Aim of the exercise - Can you carry on the passage below about landed estates, picking up right after its final sentence?

Passage given -
Start
Estate (land)


An estate comprises the houses and outbuildings and supporting farmland and woods that surround the gardens and grounds of a very large property, such as a country house or mansion. It is an "estate" because the profits from its produce and rents are sufficient to support the household in the house at its center. Thus "the estate" may refer to all other cottages and villages in the same ownership as the mansion itself. An example of such an estate is Woburn Abbey in Bedfordshire, England. "Estate", with its "stately" connotations, has been a natural candidate for inflationary usage during the 20th century, much as the "landscaping" that can be effected in a front or back yard.
End
Information supplied -
Start
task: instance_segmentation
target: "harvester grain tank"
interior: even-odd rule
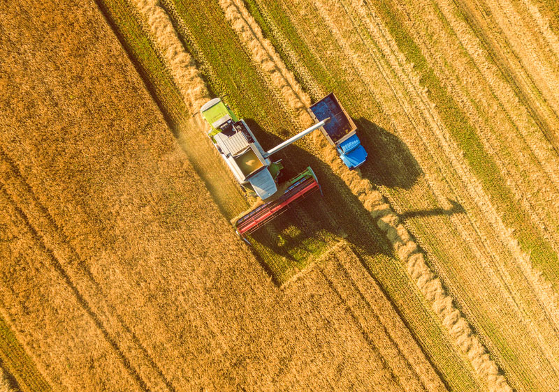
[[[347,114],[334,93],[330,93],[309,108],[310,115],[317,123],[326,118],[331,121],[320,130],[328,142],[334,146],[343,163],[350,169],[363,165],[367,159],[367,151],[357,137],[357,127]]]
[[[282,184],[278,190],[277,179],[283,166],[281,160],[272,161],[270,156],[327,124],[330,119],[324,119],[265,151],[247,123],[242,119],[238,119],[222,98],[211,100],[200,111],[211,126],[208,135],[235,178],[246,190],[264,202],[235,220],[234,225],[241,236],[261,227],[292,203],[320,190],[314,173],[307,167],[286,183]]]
End
Start
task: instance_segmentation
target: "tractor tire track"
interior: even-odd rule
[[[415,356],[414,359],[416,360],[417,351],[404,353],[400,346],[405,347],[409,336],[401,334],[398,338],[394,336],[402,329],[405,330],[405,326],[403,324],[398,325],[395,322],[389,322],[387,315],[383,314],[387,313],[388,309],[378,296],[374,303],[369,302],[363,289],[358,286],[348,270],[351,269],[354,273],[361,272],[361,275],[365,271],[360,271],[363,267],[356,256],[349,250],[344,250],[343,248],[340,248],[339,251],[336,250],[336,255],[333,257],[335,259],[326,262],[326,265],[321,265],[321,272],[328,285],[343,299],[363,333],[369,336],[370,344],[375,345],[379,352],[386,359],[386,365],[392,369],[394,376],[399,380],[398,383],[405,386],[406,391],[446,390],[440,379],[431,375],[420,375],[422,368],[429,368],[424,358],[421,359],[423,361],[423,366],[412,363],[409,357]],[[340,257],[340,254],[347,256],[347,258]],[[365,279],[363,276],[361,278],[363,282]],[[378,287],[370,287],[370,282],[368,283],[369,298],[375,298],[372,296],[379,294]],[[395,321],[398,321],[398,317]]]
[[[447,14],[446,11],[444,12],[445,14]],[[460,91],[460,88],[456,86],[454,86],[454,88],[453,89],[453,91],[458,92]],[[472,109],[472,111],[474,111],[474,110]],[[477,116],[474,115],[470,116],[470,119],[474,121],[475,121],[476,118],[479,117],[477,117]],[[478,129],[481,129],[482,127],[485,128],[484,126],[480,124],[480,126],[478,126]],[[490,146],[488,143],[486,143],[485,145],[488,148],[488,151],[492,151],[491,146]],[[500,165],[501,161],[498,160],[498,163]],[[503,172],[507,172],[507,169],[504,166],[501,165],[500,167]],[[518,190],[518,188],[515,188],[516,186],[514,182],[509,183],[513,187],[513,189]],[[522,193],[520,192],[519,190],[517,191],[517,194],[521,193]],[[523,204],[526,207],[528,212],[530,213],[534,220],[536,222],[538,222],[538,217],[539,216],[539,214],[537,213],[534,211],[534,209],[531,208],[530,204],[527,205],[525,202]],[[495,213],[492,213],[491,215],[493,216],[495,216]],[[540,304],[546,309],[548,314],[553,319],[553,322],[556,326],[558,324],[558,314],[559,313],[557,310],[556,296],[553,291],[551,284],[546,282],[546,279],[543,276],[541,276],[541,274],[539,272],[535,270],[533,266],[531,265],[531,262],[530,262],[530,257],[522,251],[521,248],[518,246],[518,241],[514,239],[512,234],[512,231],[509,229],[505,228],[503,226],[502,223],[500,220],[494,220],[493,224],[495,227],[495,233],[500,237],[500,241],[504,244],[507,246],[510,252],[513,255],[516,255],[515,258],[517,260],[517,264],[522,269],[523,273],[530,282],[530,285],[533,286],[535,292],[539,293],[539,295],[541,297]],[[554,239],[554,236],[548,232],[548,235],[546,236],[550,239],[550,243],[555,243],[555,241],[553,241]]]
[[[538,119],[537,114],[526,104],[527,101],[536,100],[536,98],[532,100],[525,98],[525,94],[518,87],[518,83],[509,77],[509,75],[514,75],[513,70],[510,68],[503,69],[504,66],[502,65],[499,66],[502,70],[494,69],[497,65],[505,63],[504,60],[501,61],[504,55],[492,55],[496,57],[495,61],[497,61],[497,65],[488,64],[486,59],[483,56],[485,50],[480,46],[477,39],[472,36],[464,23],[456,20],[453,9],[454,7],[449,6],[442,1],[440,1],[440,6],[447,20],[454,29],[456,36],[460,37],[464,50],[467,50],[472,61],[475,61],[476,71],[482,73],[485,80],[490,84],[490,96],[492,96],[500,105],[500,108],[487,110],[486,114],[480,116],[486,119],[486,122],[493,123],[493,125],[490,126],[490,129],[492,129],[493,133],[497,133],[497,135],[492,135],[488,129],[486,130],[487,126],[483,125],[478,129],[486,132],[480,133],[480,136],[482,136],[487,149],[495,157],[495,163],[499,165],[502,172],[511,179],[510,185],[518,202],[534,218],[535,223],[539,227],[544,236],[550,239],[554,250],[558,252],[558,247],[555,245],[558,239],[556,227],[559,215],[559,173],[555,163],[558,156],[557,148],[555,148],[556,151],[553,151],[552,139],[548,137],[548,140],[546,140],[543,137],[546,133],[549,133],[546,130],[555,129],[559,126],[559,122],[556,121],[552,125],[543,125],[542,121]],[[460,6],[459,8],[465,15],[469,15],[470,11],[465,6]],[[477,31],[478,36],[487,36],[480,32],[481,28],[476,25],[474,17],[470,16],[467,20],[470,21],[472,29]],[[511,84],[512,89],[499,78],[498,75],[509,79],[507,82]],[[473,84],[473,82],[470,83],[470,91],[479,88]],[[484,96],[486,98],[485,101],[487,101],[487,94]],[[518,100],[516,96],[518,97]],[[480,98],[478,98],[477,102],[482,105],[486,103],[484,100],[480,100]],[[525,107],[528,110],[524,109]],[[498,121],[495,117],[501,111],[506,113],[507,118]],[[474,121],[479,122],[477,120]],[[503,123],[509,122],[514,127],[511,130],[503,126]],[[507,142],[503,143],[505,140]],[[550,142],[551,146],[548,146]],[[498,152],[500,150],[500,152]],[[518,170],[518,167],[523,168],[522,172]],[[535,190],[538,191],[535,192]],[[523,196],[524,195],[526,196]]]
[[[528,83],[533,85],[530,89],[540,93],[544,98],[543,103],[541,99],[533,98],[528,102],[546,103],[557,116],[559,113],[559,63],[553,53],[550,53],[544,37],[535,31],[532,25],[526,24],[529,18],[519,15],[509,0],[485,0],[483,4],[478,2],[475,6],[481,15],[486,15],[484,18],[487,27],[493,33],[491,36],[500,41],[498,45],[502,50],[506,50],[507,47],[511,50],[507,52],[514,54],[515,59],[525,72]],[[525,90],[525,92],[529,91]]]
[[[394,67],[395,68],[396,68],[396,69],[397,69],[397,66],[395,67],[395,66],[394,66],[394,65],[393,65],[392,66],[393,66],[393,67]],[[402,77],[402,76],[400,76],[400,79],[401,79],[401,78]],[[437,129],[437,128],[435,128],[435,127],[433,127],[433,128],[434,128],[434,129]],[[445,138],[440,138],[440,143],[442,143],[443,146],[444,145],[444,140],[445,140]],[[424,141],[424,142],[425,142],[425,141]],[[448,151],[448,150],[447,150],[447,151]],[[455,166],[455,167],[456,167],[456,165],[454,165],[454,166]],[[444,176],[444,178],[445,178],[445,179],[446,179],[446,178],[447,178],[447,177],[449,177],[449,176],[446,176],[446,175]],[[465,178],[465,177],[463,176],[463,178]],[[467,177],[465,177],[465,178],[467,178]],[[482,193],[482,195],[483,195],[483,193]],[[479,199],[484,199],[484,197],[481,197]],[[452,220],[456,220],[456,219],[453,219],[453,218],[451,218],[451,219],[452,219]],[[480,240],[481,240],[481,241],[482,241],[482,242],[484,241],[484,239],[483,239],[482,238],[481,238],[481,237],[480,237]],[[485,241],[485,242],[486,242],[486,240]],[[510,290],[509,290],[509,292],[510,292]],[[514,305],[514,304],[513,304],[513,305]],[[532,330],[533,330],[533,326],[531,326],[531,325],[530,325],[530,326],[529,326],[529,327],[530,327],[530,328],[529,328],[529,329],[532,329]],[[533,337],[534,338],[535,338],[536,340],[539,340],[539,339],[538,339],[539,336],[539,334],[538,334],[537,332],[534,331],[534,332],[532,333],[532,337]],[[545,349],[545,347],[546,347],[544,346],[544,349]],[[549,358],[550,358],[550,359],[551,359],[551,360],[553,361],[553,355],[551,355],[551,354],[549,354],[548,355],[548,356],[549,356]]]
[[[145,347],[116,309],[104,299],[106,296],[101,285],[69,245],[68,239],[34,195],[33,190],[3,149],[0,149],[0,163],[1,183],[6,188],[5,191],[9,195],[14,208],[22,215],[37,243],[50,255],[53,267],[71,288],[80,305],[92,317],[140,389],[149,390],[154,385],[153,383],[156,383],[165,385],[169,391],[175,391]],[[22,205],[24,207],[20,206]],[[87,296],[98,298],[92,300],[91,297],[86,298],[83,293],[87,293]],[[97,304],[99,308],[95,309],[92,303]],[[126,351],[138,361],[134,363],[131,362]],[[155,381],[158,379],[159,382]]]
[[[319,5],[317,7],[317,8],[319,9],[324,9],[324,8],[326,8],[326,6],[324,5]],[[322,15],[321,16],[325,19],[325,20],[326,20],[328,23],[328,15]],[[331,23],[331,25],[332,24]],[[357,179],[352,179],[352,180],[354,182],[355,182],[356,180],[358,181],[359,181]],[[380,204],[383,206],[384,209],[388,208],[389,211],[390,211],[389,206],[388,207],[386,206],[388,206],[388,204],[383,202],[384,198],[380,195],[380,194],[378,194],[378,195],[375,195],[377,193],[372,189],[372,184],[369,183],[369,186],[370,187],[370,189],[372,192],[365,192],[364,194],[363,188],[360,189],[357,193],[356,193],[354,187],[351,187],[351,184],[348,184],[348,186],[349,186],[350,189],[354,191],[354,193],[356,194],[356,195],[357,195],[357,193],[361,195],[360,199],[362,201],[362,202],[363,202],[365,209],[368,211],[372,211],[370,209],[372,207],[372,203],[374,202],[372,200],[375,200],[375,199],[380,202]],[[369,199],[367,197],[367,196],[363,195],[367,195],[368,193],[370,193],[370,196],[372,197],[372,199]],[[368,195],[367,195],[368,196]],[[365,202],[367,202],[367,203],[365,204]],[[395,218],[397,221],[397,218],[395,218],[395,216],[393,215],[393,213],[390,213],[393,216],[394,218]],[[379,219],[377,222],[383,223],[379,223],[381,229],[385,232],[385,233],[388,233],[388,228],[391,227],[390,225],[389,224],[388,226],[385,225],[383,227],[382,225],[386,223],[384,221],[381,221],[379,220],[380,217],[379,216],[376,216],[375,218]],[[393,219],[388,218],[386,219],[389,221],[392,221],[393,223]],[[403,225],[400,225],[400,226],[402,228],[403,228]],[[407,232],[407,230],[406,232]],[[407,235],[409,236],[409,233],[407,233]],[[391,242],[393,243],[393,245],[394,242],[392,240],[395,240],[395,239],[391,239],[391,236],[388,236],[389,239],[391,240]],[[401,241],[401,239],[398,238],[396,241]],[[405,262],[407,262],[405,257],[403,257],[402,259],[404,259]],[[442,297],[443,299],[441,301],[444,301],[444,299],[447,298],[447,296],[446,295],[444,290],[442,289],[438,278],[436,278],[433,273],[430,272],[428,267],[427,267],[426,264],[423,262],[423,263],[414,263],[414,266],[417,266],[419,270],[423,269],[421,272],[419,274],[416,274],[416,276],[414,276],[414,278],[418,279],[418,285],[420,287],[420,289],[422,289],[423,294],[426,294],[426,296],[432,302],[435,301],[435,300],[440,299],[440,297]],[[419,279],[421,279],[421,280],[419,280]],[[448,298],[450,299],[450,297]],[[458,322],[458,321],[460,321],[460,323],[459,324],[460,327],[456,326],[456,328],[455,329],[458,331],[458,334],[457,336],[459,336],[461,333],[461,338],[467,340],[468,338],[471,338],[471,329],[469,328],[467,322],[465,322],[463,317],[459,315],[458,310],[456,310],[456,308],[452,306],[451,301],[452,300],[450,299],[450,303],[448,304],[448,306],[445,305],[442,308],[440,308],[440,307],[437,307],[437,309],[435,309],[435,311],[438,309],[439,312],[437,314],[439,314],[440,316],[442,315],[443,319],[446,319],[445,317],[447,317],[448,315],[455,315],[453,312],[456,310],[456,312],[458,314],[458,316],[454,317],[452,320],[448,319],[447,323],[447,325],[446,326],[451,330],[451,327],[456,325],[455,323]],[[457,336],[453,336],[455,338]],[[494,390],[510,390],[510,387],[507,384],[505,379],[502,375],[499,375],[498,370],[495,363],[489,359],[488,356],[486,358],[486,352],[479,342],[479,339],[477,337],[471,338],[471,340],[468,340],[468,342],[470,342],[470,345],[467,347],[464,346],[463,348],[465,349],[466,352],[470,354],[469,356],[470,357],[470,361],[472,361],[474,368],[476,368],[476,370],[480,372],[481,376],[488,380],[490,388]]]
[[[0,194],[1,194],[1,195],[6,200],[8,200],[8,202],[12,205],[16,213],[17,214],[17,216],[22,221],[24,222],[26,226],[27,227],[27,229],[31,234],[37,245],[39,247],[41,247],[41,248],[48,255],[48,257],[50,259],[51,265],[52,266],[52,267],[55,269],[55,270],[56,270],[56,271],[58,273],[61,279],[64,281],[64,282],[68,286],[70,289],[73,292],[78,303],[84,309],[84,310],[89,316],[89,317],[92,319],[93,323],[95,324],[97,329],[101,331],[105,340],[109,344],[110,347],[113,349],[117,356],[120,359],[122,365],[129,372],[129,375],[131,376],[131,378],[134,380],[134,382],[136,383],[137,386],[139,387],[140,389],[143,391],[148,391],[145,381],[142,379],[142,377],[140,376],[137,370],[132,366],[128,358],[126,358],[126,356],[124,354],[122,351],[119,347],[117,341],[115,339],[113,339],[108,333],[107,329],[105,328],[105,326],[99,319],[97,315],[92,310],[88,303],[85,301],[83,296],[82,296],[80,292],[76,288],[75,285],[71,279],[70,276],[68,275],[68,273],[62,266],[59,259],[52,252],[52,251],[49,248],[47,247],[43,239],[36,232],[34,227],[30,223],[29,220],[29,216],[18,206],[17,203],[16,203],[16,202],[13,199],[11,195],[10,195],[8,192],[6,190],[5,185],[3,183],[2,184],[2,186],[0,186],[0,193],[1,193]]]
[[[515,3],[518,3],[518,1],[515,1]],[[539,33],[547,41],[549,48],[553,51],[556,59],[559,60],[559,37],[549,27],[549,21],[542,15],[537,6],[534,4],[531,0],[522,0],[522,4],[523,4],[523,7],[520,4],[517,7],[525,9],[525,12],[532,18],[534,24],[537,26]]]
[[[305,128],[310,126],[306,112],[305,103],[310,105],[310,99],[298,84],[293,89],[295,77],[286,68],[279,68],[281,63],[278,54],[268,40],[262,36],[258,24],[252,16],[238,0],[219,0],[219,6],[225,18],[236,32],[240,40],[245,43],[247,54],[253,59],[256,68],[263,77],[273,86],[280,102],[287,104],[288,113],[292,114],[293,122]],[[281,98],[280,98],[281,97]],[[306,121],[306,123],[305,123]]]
End
The answer -
United States

In the United States: Long Island, Bar Harbor on Mount Desert Island, and other affluent East Coast enclaves; the San Francisco Bay Area, early Beverly Hills, California, Montecito, California and other affluent West Coast enclaves; all had strong traditions of large agricultural, grazing, and productive estates modeled on those in Europe. However, after the Great Depression and WW II, by the late 1940s and early 1950s many were demolished and subdivided. Today large houses on at least several acres are often referred to as "estates", a contemporary usage updating. In some real estate ventures however, the term's application is stretched. Traditional American estates include:

  • Biltmore, Asheville, North Carolina; estate of George Washington Vanderbilt II
  • Hearst Castle, Central Coast of California; estate of William Randolph Hearst
  • Meadow Farm, East Islip, New York; estate of H. B. Hollins (demolished)
  • Westbrook, Great River, New York; estate of William Bayard Cutting
  • Coe Hall, Oyster Bay, New York; estate of William R. Coe
  • Indian Neck Hall, Oakdale, New York; estate of Frederick Gilbert Bourne
  • Inisfada, Manhasset, New York; estate of Nicholas Brady
  • Idle Hour, Oakdale, New York; estate of William Kissam Vanderbilt
  • Oheka Castle, Cold Spring Harbor, New York; estate of Otto Hermann Kahn
  • Harold Lloyd Estate, 'Greenacres' Beverly Hills, California; estate of Harold Lloyd
  • Filoli, Woodside, California; estate of the Bourne Family.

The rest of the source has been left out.